--- Start AVAILABLE DATA ---

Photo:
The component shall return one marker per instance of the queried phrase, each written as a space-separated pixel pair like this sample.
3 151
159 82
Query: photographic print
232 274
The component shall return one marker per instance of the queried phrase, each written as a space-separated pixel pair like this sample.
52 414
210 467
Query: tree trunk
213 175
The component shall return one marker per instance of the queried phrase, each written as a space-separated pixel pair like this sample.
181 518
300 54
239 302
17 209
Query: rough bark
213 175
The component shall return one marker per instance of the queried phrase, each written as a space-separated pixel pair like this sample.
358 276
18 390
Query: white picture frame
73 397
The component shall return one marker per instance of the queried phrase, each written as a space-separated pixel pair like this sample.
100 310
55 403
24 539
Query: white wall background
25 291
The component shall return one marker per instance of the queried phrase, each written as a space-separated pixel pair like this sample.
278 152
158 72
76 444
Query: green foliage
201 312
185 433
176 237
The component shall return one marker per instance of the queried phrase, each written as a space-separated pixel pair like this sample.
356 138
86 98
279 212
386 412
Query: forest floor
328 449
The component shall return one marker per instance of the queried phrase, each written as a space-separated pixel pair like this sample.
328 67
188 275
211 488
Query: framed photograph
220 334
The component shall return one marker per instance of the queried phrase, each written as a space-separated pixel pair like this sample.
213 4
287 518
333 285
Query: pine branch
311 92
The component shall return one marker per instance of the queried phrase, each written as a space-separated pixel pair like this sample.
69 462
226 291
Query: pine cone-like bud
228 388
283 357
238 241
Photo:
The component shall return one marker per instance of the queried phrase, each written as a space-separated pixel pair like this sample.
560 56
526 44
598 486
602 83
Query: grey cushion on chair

--- End AVAILABLE DATA ---
--- Start AVAILABLE DATA ---

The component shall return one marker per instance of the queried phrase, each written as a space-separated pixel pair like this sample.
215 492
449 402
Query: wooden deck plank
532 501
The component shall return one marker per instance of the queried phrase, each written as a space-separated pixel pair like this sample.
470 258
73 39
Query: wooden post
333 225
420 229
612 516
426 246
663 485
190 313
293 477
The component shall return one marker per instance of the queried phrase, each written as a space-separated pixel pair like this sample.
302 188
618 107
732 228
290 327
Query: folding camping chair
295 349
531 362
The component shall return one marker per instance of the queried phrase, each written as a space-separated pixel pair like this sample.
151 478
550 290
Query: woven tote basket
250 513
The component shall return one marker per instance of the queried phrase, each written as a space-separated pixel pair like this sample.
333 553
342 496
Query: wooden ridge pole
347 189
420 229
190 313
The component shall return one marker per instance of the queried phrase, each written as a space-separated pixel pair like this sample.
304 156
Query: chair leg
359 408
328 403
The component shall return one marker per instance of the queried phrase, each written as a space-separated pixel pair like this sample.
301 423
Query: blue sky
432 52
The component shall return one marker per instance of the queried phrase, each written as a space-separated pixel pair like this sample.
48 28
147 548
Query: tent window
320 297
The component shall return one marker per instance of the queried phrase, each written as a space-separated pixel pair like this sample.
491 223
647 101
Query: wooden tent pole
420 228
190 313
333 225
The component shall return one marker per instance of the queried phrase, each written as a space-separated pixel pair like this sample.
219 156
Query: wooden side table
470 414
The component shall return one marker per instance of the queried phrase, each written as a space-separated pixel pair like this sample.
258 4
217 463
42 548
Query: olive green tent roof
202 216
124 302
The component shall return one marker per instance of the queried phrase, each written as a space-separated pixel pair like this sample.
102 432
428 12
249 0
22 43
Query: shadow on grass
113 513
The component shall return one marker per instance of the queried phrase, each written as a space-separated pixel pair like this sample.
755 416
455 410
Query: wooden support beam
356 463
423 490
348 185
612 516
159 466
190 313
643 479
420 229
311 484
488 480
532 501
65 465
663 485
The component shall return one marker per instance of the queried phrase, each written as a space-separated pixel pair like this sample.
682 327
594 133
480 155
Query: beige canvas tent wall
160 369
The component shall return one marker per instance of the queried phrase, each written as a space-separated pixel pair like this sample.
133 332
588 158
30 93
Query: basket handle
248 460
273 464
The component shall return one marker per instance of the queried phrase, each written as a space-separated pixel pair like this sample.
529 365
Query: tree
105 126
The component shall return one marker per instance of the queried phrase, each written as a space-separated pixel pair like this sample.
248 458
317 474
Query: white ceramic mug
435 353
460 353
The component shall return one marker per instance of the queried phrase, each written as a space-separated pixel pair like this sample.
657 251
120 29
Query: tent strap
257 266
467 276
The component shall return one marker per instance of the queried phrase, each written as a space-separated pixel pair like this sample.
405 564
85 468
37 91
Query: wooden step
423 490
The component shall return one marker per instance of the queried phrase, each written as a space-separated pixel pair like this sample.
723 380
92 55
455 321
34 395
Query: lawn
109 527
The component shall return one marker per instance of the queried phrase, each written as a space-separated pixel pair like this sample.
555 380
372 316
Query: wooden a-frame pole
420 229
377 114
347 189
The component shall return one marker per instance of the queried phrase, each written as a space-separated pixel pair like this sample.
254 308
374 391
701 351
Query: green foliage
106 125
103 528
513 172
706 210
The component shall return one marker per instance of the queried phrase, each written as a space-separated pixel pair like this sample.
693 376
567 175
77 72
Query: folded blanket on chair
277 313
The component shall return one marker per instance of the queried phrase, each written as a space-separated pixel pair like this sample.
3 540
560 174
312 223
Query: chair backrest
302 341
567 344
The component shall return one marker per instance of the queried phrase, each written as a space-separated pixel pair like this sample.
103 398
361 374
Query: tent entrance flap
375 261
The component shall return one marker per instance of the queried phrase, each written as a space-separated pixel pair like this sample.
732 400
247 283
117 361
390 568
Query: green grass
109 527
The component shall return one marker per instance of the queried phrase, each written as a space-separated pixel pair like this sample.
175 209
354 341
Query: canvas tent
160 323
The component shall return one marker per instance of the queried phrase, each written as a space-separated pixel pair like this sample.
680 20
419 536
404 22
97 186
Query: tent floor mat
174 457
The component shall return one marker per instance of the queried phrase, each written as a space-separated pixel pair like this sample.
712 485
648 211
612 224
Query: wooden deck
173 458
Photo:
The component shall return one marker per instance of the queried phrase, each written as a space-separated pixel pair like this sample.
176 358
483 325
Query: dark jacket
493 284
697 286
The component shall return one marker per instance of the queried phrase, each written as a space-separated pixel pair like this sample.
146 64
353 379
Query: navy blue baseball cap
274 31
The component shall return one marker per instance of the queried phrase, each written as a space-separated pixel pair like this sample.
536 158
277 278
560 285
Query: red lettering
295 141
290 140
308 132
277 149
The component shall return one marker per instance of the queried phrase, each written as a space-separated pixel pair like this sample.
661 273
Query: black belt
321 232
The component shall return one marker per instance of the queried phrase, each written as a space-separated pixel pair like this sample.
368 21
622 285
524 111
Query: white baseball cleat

--- End AVAILABLE DATA ---
--- Start AVAILABLE DATA ---

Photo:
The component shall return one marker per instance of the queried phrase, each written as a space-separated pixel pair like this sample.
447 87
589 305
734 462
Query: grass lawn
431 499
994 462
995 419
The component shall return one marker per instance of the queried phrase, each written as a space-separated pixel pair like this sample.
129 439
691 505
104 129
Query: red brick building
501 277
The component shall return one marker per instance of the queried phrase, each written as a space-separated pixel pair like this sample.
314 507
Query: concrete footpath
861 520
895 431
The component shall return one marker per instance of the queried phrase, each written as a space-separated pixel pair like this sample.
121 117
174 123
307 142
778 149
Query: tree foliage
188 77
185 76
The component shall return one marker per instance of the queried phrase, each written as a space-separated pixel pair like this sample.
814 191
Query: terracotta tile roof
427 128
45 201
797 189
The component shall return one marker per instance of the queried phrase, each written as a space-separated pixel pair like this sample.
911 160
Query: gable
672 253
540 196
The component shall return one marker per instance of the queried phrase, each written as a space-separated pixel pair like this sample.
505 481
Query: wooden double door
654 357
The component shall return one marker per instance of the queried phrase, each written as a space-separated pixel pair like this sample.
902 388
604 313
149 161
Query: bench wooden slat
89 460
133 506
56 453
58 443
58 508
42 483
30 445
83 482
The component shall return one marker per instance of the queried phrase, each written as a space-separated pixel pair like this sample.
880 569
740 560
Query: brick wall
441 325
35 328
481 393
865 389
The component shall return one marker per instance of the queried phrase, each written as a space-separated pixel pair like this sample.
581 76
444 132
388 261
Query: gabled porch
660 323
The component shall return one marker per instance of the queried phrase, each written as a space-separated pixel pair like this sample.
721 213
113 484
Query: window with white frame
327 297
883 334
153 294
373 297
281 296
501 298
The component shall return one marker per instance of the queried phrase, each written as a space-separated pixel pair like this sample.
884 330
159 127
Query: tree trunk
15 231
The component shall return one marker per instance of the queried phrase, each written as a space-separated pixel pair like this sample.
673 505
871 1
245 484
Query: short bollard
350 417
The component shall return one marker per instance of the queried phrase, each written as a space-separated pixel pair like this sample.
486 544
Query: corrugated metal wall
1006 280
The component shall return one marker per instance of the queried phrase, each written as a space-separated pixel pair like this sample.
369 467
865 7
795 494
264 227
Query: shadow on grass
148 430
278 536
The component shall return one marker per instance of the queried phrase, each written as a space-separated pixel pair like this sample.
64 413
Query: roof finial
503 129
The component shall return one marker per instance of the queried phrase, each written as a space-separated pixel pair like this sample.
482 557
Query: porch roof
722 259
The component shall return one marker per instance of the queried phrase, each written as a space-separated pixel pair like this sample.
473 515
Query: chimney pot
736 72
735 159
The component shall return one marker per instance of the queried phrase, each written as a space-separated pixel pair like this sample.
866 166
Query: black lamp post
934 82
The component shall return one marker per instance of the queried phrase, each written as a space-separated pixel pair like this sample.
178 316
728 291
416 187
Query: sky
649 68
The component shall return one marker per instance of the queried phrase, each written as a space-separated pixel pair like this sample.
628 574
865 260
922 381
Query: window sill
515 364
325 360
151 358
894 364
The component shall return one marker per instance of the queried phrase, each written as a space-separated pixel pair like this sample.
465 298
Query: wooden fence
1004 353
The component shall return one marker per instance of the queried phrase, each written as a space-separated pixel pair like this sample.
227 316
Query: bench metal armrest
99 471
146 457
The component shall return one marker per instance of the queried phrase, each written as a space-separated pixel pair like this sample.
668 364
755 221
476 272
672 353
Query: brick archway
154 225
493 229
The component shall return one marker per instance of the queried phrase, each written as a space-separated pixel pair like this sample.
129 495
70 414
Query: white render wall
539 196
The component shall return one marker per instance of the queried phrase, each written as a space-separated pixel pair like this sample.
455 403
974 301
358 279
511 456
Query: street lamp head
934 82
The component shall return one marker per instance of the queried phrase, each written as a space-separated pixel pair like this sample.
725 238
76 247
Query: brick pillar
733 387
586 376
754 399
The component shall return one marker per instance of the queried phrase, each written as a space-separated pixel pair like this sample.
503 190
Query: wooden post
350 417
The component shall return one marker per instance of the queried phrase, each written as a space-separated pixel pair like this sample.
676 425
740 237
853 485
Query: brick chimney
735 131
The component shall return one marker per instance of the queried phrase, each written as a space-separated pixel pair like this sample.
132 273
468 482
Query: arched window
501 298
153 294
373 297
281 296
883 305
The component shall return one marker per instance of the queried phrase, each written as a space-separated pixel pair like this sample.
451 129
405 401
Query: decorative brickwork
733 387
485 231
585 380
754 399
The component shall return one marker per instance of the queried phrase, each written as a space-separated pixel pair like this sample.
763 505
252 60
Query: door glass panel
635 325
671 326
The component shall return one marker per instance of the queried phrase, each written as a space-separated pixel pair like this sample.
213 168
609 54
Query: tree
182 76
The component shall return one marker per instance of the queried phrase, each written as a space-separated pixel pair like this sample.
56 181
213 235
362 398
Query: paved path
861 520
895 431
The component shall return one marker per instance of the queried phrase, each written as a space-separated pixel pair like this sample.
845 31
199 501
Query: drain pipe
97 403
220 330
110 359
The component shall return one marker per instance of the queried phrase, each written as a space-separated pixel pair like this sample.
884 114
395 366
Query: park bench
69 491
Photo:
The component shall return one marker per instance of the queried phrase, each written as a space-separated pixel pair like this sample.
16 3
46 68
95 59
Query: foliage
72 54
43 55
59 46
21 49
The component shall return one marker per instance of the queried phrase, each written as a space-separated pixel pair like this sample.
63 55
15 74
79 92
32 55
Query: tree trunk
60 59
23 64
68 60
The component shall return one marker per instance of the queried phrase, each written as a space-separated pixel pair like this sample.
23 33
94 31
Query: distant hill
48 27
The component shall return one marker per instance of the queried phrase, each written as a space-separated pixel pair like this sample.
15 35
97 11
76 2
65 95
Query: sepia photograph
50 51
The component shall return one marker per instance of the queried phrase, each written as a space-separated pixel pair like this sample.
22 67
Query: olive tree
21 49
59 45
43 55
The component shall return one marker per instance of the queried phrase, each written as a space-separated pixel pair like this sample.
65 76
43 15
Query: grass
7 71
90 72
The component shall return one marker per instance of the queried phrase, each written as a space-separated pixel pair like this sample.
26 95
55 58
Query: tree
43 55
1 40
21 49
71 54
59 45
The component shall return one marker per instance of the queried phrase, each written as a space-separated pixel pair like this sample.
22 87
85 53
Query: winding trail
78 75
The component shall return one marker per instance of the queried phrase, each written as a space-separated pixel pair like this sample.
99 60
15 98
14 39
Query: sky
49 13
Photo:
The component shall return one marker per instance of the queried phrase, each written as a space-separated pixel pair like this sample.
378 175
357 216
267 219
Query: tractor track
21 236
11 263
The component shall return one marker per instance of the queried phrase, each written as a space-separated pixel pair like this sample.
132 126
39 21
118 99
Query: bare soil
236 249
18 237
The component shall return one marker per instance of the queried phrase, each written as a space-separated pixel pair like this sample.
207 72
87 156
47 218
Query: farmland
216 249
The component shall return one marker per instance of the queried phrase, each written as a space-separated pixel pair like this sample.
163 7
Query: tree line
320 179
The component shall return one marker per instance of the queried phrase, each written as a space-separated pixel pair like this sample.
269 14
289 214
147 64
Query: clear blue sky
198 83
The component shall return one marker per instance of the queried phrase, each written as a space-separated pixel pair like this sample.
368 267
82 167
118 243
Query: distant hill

--- End AVAILABLE DATA ---

_SHORT PROBLEM_
Return every line of the records above that contains the string "canvas", copying each one unchanged.

_RESPONSE TO THE EXERCISE_
Query: beige canvas tent wall
Query: canvas tent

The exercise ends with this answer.